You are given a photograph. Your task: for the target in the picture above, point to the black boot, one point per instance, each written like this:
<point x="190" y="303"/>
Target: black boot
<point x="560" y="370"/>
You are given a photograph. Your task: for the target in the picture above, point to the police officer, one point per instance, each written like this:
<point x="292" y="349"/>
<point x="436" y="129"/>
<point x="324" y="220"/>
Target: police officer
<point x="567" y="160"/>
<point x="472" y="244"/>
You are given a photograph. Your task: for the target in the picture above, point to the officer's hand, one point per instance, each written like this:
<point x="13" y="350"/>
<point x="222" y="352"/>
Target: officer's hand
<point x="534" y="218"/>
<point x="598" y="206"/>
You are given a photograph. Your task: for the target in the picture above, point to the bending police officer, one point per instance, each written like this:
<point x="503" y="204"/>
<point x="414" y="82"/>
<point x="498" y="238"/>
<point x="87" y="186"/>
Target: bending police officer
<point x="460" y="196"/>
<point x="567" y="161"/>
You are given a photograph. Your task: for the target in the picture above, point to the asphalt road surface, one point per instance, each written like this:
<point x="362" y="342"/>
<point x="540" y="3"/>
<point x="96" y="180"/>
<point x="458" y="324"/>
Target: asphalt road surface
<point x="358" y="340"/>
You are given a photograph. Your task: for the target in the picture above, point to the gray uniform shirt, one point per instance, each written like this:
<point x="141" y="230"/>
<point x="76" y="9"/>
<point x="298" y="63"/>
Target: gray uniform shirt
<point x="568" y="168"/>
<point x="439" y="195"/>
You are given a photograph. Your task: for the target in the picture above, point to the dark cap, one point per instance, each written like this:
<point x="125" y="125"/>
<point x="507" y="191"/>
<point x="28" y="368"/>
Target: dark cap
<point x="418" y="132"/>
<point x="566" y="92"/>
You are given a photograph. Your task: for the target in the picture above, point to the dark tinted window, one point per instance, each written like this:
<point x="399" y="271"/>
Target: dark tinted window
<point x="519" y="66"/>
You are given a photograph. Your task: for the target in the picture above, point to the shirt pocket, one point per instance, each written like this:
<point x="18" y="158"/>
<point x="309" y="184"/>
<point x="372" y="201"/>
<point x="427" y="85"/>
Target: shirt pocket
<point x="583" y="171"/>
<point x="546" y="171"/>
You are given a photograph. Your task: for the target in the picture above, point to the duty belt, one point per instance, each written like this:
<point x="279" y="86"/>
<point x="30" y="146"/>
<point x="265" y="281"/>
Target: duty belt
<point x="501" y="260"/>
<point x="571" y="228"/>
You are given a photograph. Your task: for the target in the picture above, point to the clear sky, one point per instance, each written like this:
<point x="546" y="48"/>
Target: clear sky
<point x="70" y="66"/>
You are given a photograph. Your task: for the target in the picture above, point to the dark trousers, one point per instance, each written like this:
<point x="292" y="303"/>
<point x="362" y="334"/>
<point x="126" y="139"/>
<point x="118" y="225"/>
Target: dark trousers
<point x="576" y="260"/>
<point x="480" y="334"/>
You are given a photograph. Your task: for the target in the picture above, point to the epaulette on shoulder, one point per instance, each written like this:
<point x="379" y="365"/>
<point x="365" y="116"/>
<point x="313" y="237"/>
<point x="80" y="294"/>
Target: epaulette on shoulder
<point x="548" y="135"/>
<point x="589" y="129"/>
^^^^
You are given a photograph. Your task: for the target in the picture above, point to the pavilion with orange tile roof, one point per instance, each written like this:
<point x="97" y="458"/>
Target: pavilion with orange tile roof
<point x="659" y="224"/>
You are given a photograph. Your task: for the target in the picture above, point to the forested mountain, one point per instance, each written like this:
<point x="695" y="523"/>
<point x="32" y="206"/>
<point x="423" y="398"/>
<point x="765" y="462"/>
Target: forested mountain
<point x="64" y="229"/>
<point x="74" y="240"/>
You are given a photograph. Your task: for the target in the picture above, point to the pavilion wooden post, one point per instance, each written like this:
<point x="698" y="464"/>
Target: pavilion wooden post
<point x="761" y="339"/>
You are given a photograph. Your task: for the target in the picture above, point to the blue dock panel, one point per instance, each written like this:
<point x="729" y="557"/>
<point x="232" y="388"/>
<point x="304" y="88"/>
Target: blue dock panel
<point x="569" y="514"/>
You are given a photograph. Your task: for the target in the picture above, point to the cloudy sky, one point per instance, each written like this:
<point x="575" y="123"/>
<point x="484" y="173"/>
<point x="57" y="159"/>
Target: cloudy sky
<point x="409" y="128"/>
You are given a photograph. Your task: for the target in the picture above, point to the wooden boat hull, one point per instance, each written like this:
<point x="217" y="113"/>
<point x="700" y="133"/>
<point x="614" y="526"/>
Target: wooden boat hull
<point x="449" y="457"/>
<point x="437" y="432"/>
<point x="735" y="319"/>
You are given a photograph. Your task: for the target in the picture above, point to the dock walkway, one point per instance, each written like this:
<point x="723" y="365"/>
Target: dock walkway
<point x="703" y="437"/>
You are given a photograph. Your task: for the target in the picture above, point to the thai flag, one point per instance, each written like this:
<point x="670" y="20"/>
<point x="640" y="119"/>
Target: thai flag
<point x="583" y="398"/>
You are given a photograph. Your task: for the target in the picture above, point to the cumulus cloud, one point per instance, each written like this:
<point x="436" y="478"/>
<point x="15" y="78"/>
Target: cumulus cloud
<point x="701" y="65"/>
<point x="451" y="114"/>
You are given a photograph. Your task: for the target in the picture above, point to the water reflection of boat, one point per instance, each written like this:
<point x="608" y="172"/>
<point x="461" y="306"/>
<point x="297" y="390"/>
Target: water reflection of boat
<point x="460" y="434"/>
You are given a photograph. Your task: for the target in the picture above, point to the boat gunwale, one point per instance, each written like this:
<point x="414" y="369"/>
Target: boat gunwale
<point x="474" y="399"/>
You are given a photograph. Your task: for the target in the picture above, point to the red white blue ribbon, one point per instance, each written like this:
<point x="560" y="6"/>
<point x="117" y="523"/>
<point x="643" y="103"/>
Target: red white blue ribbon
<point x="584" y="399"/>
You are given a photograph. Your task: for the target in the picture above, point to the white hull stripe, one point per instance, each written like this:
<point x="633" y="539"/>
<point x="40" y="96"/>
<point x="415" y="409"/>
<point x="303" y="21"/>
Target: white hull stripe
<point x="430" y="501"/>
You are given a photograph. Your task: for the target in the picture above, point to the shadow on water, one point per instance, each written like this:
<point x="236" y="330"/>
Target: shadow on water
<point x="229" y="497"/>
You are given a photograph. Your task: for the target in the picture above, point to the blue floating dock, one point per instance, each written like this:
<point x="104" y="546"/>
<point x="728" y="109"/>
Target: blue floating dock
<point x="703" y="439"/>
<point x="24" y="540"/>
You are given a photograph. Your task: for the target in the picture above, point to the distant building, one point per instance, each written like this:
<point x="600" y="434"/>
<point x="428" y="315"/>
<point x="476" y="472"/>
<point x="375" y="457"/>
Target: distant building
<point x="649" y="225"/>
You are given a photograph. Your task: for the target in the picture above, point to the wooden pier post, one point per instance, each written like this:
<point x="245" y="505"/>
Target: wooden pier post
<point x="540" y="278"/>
^^^^
Problem details:
Report each line of the data above that contains the word "black", treating uppercase and lowercase letters as different.

Answer to the task:
You are given a photograph. Your task: for the target in the picture above, point to the black boot, one point per instance, each written like this:
Target: black boot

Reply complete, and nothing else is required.